» **RECORDS SUPPLIED**:
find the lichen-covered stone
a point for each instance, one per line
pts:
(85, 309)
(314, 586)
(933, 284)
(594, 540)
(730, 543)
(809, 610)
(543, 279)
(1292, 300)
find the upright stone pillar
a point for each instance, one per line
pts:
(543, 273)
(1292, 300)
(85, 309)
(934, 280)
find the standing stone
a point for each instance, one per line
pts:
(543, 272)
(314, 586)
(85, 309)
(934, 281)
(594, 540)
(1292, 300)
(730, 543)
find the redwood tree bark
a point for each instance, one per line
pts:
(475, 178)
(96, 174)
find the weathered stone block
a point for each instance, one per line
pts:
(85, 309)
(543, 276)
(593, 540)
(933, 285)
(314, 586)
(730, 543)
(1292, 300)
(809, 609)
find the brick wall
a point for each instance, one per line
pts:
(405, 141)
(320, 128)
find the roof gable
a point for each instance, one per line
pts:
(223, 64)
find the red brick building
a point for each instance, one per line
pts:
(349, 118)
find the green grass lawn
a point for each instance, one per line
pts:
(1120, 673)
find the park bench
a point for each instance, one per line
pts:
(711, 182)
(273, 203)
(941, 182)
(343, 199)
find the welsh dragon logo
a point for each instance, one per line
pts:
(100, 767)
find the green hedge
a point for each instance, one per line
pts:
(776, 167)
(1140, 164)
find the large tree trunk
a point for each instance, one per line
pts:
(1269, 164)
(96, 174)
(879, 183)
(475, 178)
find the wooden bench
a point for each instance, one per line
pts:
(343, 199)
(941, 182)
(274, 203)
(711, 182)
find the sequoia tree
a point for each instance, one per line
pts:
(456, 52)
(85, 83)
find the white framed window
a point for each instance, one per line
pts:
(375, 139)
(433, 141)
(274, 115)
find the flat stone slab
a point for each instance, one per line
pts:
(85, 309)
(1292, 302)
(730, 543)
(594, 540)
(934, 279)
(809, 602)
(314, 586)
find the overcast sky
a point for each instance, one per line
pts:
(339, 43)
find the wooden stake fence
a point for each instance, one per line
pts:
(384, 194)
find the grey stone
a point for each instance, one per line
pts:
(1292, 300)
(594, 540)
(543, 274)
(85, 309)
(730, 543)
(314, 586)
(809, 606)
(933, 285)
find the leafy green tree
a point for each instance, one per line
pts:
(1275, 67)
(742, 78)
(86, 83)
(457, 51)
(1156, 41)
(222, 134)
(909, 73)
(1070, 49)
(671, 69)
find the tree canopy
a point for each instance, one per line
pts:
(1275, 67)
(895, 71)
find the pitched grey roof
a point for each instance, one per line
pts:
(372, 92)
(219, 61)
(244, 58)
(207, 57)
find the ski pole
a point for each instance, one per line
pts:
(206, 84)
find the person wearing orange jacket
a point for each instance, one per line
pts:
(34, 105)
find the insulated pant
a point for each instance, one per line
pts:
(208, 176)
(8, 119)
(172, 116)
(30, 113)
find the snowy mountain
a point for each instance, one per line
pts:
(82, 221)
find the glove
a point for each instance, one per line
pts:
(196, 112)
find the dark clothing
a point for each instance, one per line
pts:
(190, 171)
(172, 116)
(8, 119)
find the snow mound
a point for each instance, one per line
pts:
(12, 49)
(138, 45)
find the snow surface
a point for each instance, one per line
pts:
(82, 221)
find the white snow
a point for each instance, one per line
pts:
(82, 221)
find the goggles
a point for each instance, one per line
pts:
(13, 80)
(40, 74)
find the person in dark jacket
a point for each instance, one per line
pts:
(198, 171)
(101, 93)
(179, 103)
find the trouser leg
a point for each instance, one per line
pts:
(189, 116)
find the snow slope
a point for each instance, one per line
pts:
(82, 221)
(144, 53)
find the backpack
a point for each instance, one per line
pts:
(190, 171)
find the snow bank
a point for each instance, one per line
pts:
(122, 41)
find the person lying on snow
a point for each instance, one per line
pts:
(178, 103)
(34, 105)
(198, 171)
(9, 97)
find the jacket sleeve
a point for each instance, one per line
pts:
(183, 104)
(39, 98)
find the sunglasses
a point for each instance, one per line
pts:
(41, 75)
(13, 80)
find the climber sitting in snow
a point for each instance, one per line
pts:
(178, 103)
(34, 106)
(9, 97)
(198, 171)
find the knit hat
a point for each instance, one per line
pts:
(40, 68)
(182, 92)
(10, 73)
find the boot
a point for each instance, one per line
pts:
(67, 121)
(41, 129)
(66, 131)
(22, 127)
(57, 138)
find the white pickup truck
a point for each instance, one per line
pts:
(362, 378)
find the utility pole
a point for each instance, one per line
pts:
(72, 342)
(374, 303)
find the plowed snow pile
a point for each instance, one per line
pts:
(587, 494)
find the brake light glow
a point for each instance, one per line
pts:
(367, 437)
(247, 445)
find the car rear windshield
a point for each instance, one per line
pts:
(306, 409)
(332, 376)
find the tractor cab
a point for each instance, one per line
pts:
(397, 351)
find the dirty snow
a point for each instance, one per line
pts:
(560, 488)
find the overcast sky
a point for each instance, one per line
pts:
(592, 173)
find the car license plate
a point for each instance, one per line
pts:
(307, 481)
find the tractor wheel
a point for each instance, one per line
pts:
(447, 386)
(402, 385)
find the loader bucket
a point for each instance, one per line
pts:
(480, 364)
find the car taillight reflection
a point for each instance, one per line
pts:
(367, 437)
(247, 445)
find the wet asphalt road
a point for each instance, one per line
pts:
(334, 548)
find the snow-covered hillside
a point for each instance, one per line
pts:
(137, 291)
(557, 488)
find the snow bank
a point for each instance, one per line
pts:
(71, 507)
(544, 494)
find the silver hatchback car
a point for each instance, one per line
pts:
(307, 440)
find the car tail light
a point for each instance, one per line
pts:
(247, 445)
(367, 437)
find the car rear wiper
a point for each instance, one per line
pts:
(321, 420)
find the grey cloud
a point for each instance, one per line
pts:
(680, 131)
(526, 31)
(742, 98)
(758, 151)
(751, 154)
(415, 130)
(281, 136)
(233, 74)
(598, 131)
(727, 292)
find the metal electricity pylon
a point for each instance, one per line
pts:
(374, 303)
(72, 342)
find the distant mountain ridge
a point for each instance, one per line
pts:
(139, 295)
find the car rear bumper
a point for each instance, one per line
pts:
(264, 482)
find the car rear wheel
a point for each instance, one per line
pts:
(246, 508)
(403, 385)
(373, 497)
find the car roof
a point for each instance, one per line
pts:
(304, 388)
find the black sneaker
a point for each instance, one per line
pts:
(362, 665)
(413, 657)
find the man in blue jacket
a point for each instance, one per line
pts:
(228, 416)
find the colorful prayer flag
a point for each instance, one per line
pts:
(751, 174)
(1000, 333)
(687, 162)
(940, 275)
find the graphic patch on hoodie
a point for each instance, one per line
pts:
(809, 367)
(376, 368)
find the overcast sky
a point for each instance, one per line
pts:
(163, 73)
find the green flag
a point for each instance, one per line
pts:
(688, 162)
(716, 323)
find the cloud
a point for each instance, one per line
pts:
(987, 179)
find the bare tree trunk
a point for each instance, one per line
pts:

» **WORK REQUEST**: All of the data above needs to be set down again exactly. Include every line.

» **SOLUTION**:
find the lichen-covered stone
a point for each instance, one per line
pts:
(85, 309)
(314, 586)
(933, 284)
(594, 540)
(730, 543)
(809, 610)
(543, 279)
(1292, 300)
find the upright stone pillar
a point for each instance, one per line
pts:
(543, 273)
(1292, 300)
(85, 309)
(934, 280)
find the standing stone
a point for each instance, one per line
pts:
(543, 272)
(314, 586)
(85, 309)
(934, 281)
(594, 540)
(1292, 300)
(730, 543)
find the redwood tree bark
a point for each instance, one per line
pts:
(475, 178)
(96, 174)
find the weathered stone block
a point for each instance, one per line
pts:
(85, 309)
(543, 276)
(593, 540)
(933, 285)
(314, 586)
(730, 543)
(1292, 300)
(809, 609)
find the brick wall
a point for each instance, one per line
pts:
(405, 141)
(320, 128)
find the roof gable
a point for each instance, one per line
pts:
(223, 64)
find the red brick building
a point for each instance, one per line
pts:
(349, 118)
find the green grass lawn
a point for each instance, one per line
pts:
(1120, 673)
find the park bench
a point for each instance, one per line
pts:
(711, 182)
(273, 203)
(941, 182)
(343, 199)
find the welsh dragon logo
a point for each instance, one per line
pts:
(100, 767)
find the green hedge
a point for each instance, one per line
pts:
(776, 167)
(1140, 164)
find the large tree trunk
a point for each instance, one per line
pts:
(1269, 164)
(96, 174)
(879, 183)
(475, 178)
find the wooden bench
a point for each instance, one per line
pts:
(343, 199)
(941, 182)
(274, 203)
(711, 182)
find the sequoia tree
a point for each instance, one per line
pts:
(456, 52)
(85, 83)
find the white framed window
a point for each instance, one per line
pts:
(375, 139)
(433, 141)
(274, 115)
find the flat stone slab
a point for each instance, one per line
pts:
(85, 309)
(1292, 302)
(730, 543)
(594, 540)
(934, 279)
(809, 602)
(314, 586)
find the overcast sky
a point for each instance, one per line
pts:
(339, 43)
find the wooden stake fence
a point for each instance, one per line
pts:
(384, 194)
find the grey stone
a point for each instance, one per line
pts:
(1292, 300)
(594, 540)
(543, 274)
(85, 309)
(730, 543)
(314, 586)
(809, 606)
(933, 285)
find the leafy green tree
a point for each instance, one per line
pts:
(1275, 67)
(742, 78)
(86, 83)
(457, 51)
(1156, 41)
(222, 134)
(909, 73)
(1070, 49)
(671, 69)
find the tree canopy
a point for each instance, one per line
pts:
(1275, 67)
(895, 71)
find the pitched grey roof
a point for each instance, one per line
pts:
(372, 92)
(219, 61)
(244, 58)
(207, 57)
find the ski pole
a point for each instance, one per line
pts:
(206, 84)
find the person wearing orange jacket
a point for each instance, one per line
pts:
(34, 105)
find the insulated pant
a point for each instance, one per line
pts:
(208, 176)
(8, 119)
(172, 116)
(30, 113)
find the snowy mountain
a point for each instance, one per line
pts:
(82, 221)
find the glove
a point for each instance, one per line
pts:
(196, 112)
find the dark clothing
a point for each instance, one per line
pts:
(190, 171)
(172, 116)
(8, 119)
find the snow mound
a point for each instance, one per line
pts:
(12, 49)
(138, 45)
find the snow surface
a point for each instance, one per line
pts:
(82, 221)
find the white snow
a point for each instance, one per line
pts:
(82, 221)
find the goggles
a point for each instance, one per line
pts:
(13, 80)
(40, 74)
find the person in dark jacket
a point for each instance, one per line
pts:
(198, 171)
(101, 93)
(179, 103)
find the trouser leg
a point for each instance, one per line
pts:
(189, 116)
find the snow slope
a point for each instance, one per line
pts:
(82, 221)
(144, 53)
find the backpack
a point for each instance, one per line
pts:
(190, 171)
find the snow bank
a point for each instance, one per line
pts:
(122, 41)
find the person lying on snow
a point for each instance, one per line
pts:
(178, 103)
(34, 105)
(198, 171)
(9, 97)
find the jacket sleeve
a point for each instance, one per line
pts:
(183, 104)
(39, 98)
find the sunglasses
a point for each instance, one per line
pts:
(41, 75)
(13, 80)
find the climber sitting in snow
a point for each instance, one per line
pts:
(178, 103)
(34, 106)
(9, 97)
(198, 171)
find the knit hat
a point for each instance, one per line
pts:
(40, 68)
(182, 92)
(10, 73)
find the boot
a point for each instance, one per line
pts:
(67, 121)
(41, 129)
(66, 131)
(22, 127)
(57, 138)
find the white pickup truck
a point for each instance, one per line
pts:
(362, 378)
find the utility pole
a point for each instance, one per line
pts:
(72, 342)
(374, 303)
find the plowed snow pile
a point for each instance, one per line
pts:
(587, 494)
find the brake light glow
a point for each instance, one per line
pts:
(367, 437)
(247, 445)
find the car rear windshield
a point for each instance, one per line
pts:
(306, 409)
(332, 376)
find the tractor cab
a point for each instance, one per line
pts:
(397, 351)
find the dirty snow
a point for each instance, one per line
pts:
(560, 488)
find the overcast sky
a point for each instance, one per line
pts:
(592, 173)
find the car license plate
a point for each instance, one per line
pts:
(307, 481)
find the tractor wheel
a point for each instance, one per line
pts:
(447, 386)
(402, 385)
find the loader bucket
a point for each instance, one per line
pts:
(480, 364)
find the car taillight reflection
a point for each instance, one per line
pts:
(367, 437)
(247, 445)
find the wet asphalt road
a point for each instance, one per line
pts:
(334, 548)
find the snow-covered hillside
a point for each instance, one per line
pts:
(137, 291)
(557, 488)
find the snow bank
a point for each instance, one per line
pts:
(71, 507)
(544, 494)
find the silver hatchback car
a point for each instance, one per line
pts:
(307, 440)
find the car tail light
a point for each instance, one per line
pts:
(247, 445)
(367, 437)
find the car rear wiper
a point for each instance, one per line
pts:
(321, 420)
find the grey cloud
a point for each instance, one per line
pts:
(680, 131)
(526, 31)
(742, 98)
(758, 151)
(751, 154)
(415, 130)
(281, 136)
(233, 74)
(598, 131)
(727, 292)
find the metal electricity pylon
a point for each instance, one per line
pts:
(374, 303)
(72, 342)
find the distant mountain ridge
a point for each instance, one per line
pts:
(139, 295)
find the car rear bumper
a point for each instance, one per line
pts:
(264, 482)
find the car rear wheel
a point for each instance, one per line
pts:
(246, 508)
(403, 385)
(373, 497)
find the car roof
a point for each instance, one per line
pts:
(304, 388)
find the black sneaker
a point for each instance, one per line
pts:
(362, 665)
(413, 657)
find the man in blue jacket
a point for each instance, one per line
pts:
(228, 416)
find the colorful prayer flag
a point for each instance, one per line
pts:
(751, 174)
(1000, 333)
(687, 162)
(940, 275)
find the graphic patch on hoodie
a point for each instance, one per line
pts:
(809, 367)
(376, 368)
find the overcast sky
a point for each instance, one per line
pts:
(163, 73)
find the green flag
a point for each instance, one per line
pts:
(688, 162)
(716, 323)
find the cloud
a point for each instance, one per line
pts:
(987, 179)
find the bare tree trunk
a point for each instance, one per line
pts:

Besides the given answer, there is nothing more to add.